■ What to produce: Reproduce the listing below exactly, from its first line down to and including the line with "Where can you see the tall".

━━━ Task input

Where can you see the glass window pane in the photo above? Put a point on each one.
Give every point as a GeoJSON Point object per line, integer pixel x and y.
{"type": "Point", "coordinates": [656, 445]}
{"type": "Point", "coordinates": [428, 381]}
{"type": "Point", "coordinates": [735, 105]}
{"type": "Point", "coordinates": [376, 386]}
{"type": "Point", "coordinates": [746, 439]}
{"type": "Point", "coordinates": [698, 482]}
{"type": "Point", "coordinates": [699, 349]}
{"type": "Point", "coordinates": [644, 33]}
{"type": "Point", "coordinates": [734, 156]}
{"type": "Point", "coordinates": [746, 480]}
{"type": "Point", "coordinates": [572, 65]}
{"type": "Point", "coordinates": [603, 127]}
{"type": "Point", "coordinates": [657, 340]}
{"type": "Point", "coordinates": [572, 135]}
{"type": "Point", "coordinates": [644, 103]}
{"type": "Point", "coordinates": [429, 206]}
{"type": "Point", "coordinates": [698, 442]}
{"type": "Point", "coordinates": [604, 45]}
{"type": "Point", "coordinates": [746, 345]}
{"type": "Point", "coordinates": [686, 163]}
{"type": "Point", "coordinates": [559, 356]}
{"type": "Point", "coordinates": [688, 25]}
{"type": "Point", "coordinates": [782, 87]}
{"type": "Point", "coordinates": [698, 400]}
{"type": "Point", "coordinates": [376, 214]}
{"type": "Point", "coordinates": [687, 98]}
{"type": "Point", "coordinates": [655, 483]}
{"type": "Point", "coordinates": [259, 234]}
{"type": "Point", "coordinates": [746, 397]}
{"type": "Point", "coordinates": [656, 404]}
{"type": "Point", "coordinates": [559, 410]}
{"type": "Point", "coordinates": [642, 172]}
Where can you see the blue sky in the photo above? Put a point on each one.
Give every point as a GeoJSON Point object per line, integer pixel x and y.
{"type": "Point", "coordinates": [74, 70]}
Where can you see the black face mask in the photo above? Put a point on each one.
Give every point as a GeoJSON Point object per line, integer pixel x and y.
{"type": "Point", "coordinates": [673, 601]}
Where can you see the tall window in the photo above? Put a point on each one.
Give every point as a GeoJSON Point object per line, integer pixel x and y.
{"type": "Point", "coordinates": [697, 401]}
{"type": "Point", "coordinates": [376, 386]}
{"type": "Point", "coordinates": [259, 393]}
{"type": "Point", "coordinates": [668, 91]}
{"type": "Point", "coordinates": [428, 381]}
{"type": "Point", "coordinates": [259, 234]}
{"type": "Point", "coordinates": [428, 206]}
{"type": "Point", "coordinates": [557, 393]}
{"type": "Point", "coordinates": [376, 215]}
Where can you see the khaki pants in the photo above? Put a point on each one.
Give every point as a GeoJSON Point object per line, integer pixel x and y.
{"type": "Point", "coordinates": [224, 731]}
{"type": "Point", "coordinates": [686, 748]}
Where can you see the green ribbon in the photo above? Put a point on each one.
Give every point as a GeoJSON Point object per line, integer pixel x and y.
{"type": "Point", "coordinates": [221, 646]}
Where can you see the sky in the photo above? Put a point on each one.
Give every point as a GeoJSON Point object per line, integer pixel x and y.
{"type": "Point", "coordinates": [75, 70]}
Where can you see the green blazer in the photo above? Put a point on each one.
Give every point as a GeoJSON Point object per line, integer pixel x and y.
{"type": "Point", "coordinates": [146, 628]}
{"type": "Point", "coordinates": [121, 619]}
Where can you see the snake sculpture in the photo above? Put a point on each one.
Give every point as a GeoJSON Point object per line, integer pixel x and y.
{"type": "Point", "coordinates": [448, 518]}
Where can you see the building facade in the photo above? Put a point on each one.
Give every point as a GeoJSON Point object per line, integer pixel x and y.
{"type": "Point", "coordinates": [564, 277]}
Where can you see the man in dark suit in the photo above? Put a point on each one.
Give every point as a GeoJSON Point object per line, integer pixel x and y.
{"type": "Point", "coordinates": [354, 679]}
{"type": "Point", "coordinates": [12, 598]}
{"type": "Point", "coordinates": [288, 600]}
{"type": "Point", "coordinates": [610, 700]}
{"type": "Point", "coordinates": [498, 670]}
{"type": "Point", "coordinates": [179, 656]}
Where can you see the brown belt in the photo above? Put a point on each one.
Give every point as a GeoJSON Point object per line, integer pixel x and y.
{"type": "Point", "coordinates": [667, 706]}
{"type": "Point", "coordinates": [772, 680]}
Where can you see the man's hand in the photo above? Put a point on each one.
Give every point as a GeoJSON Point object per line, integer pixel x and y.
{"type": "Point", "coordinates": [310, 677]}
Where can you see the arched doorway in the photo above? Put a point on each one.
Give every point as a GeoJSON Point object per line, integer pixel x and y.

━━━━━━

■ Response area:
Where can you see the glass window pane in the photo above? Put a point on each one.
Give every point as a GeoJSON Point object per line, integer pixel x and y.
{"type": "Point", "coordinates": [656, 445]}
{"type": "Point", "coordinates": [428, 381]}
{"type": "Point", "coordinates": [735, 105]}
{"type": "Point", "coordinates": [376, 386]}
{"type": "Point", "coordinates": [746, 439]}
{"type": "Point", "coordinates": [698, 482]}
{"type": "Point", "coordinates": [699, 349]}
{"type": "Point", "coordinates": [644, 33]}
{"type": "Point", "coordinates": [734, 156]}
{"type": "Point", "coordinates": [746, 480]}
{"type": "Point", "coordinates": [572, 65]}
{"type": "Point", "coordinates": [603, 127]}
{"type": "Point", "coordinates": [657, 340]}
{"type": "Point", "coordinates": [572, 135]}
{"type": "Point", "coordinates": [644, 103]}
{"type": "Point", "coordinates": [429, 206]}
{"type": "Point", "coordinates": [698, 442]}
{"type": "Point", "coordinates": [604, 45]}
{"type": "Point", "coordinates": [746, 345]}
{"type": "Point", "coordinates": [686, 163]}
{"type": "Point", "coordinates": [559, 356]}
{"type": "Point", "coordinates": [688, 25]}
{"type": "Point", "coordinates": [782, 87]}
{"type": "Point", "coordinates": [698, 400]}
{"type": "Point", "coordinates": [376, 214]}
{"type": "Point", "coordinates": [687, 98]}
{"type": "Point", "coordinates": [655, 483]}
{"type": "Point", "coordinates": [259, 234]}
{"type": "Point", "coordinates": [746, 397]}
{"type": "Point", "coordinates": [656, 404]}
{"type": "Point", "coordinates": [559, 410]}
{"type": "Point", "coordinates": [642, 172]}
Where can you see the blue sky in the photo above? Put a point on each one.
Give every point as a GeoJSON Point object per line, integer pixel x and y.
{"type": "Point", "coordinates": [74, 70]}
Where can you see the black face mask in the photo above? Put a point on each one.
Give every point as a GeoJSON Point object per line, integer pixel x and y.
{"type": "Point", "coordinates": [673, 601]}
Where can you see the tall window in the photo above? Put a point on each one.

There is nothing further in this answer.